▶ [Data for processing]:
Begin

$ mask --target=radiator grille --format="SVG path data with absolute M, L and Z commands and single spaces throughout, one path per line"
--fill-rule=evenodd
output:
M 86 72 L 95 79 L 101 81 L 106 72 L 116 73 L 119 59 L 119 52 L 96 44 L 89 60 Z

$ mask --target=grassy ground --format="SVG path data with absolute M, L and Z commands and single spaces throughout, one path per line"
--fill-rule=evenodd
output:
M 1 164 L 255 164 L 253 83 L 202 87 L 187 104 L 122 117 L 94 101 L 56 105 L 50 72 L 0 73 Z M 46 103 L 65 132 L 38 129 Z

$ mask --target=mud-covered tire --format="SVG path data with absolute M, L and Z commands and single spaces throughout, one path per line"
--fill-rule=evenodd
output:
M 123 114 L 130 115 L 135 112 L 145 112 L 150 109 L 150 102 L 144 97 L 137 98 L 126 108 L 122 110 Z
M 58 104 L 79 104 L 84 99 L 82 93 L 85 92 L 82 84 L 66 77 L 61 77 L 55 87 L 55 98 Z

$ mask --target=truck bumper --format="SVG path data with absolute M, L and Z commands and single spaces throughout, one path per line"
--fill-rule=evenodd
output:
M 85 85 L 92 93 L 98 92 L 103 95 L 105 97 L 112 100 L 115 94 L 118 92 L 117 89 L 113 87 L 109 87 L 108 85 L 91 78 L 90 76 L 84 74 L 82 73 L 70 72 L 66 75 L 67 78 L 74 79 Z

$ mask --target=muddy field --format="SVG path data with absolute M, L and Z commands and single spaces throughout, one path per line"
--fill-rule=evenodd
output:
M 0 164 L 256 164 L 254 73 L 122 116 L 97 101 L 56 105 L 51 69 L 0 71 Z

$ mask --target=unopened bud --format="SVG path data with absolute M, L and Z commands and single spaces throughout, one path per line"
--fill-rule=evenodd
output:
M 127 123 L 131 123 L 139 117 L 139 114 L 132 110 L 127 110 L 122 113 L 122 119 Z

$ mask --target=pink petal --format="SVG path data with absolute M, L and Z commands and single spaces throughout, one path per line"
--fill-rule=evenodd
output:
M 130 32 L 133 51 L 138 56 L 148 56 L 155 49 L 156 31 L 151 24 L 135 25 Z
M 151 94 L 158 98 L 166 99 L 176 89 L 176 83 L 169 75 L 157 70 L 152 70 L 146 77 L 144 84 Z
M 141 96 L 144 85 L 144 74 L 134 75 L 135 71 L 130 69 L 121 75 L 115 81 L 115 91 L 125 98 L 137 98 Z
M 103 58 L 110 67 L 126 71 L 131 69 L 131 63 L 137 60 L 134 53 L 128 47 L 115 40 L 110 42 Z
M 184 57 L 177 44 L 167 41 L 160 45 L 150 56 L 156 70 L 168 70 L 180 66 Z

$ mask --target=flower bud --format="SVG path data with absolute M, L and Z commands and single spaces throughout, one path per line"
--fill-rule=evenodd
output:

End

▶ [Task directions]: Starting at the beginning of the records and going on through the line containing "M 86 72 L 95", write those lines out again with every path coordinate scaled by 2.35 and rounded to a whole number (halves round up), leaving all other text unchanged.

▶ [Written solution]:
$ mask --target=radiator grille --format="SVG path data with absolute M, L and Z commands and single spaces throughout, one path per line"
--fill-rule=evenodd
output:
M 202 169 L 223 186 L 237 190 L 249 169 L 273 172 L 280 139 L 280 122 L 226 103 L 209 141 Z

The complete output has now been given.